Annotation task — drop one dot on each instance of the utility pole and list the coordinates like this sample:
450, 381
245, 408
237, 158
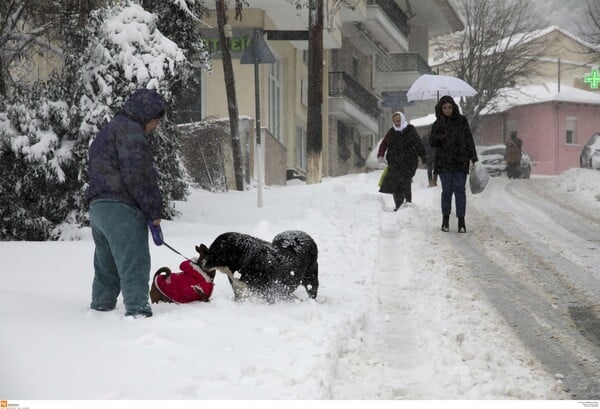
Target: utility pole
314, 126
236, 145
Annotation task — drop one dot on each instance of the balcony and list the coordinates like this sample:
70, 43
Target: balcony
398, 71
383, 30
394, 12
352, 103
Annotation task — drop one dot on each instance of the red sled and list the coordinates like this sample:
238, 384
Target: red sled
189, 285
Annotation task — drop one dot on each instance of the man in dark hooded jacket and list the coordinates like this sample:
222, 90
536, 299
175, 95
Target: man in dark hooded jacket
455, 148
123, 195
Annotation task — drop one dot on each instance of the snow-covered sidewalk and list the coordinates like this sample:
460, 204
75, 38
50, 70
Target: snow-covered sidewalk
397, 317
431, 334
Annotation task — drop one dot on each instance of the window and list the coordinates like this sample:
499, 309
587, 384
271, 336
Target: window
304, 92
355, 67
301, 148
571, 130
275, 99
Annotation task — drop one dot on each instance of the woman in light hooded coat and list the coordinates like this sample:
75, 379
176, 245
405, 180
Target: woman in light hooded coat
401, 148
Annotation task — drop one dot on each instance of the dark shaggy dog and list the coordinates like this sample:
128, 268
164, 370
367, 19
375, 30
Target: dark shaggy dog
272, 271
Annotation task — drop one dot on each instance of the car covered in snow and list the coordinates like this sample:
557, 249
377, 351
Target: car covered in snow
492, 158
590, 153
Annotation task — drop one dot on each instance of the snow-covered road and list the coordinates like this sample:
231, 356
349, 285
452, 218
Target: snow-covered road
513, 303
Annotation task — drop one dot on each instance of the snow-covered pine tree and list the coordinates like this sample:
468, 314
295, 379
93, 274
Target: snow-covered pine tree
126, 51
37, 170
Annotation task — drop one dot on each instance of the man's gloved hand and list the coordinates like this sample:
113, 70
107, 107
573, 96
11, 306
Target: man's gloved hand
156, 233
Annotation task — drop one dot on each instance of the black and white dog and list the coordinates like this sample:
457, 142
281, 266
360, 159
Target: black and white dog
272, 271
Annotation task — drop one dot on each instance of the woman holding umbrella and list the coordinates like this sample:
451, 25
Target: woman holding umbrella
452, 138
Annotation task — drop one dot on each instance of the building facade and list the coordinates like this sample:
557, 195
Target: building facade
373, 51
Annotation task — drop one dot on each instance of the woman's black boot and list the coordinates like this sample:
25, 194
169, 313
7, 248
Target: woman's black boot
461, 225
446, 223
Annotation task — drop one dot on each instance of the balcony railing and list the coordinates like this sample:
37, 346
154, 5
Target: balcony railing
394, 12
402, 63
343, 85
┄┄┄┄┄┄┄┄┄┄┄┄┄┄┄┄┄┄┄┄
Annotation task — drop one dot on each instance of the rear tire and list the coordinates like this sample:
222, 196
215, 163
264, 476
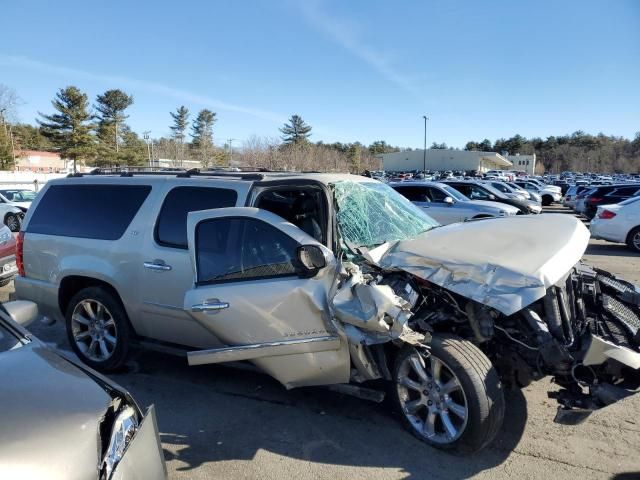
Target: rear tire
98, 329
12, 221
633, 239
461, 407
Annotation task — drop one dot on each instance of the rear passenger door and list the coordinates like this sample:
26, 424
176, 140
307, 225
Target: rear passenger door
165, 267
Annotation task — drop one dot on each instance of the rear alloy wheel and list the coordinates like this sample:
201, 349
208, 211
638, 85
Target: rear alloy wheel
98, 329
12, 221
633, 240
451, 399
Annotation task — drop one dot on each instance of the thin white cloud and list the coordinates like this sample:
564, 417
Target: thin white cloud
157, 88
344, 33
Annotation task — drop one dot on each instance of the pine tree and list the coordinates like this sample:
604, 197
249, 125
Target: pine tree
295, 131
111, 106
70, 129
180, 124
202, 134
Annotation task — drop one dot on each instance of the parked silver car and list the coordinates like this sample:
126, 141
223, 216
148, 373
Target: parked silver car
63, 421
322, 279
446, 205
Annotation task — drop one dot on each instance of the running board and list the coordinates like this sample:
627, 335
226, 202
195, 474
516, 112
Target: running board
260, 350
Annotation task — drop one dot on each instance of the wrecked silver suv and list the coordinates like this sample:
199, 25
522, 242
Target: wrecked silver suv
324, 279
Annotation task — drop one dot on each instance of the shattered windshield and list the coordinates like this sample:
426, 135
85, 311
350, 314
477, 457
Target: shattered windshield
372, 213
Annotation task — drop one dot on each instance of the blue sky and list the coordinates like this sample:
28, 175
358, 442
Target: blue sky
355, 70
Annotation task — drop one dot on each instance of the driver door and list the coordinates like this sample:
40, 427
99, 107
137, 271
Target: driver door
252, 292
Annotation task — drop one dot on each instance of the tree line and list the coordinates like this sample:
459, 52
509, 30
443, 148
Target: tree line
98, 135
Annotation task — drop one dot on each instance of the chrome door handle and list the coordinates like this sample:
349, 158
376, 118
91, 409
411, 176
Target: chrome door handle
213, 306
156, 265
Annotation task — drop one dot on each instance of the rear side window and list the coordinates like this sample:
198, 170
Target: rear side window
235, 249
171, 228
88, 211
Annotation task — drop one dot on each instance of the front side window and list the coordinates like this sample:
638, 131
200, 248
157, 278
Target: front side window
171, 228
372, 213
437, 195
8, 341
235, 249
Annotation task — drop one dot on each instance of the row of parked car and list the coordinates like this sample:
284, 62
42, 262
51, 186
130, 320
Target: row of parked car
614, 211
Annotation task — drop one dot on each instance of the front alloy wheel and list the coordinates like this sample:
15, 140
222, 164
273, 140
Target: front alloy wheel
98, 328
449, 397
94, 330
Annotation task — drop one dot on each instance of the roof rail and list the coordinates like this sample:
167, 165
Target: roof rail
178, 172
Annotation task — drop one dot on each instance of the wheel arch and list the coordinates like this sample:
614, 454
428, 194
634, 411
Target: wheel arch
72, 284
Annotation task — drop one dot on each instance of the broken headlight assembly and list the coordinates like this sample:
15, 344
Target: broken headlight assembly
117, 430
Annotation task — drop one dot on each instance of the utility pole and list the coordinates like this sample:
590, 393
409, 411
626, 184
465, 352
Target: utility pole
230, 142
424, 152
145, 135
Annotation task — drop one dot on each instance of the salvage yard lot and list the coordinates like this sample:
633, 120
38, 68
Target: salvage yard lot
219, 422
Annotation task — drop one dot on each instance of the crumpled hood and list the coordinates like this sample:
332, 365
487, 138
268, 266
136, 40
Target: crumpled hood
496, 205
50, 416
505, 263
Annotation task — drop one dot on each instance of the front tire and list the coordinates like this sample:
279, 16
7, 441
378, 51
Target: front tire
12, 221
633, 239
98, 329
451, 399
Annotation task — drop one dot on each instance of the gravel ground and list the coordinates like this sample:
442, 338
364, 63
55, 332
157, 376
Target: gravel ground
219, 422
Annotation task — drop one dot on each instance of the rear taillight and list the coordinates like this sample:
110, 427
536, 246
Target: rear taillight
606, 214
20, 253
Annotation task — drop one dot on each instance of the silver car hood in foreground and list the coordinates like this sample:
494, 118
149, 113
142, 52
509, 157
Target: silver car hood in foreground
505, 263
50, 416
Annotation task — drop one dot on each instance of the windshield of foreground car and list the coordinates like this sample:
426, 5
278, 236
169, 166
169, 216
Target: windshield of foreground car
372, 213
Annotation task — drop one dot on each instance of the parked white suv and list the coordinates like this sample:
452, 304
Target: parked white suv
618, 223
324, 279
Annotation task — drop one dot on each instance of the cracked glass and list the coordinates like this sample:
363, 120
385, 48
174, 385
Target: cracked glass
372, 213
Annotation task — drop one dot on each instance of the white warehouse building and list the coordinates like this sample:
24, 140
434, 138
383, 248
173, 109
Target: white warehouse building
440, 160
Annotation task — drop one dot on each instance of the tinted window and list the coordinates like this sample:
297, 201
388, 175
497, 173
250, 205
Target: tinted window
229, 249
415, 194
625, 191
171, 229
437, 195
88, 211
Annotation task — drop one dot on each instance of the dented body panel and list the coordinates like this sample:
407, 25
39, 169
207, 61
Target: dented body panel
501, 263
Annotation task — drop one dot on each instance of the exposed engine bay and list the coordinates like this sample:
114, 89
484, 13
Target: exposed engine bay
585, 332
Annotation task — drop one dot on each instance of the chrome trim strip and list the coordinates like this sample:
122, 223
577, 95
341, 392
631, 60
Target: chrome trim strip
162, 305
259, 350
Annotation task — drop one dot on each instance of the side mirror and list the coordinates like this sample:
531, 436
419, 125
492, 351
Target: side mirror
┄┄┄┄┄┄┄┄┄┄┄┄┄┄┄┄┄┄┄┄
• Problem to solve
List every line in the rows above that contains the word "holding", matching case exactly.

• Full response
Annotation task — drop one dot on each instance of the woman holding umbrella and list the coordinates like this sample:
Target: woman holding umbrella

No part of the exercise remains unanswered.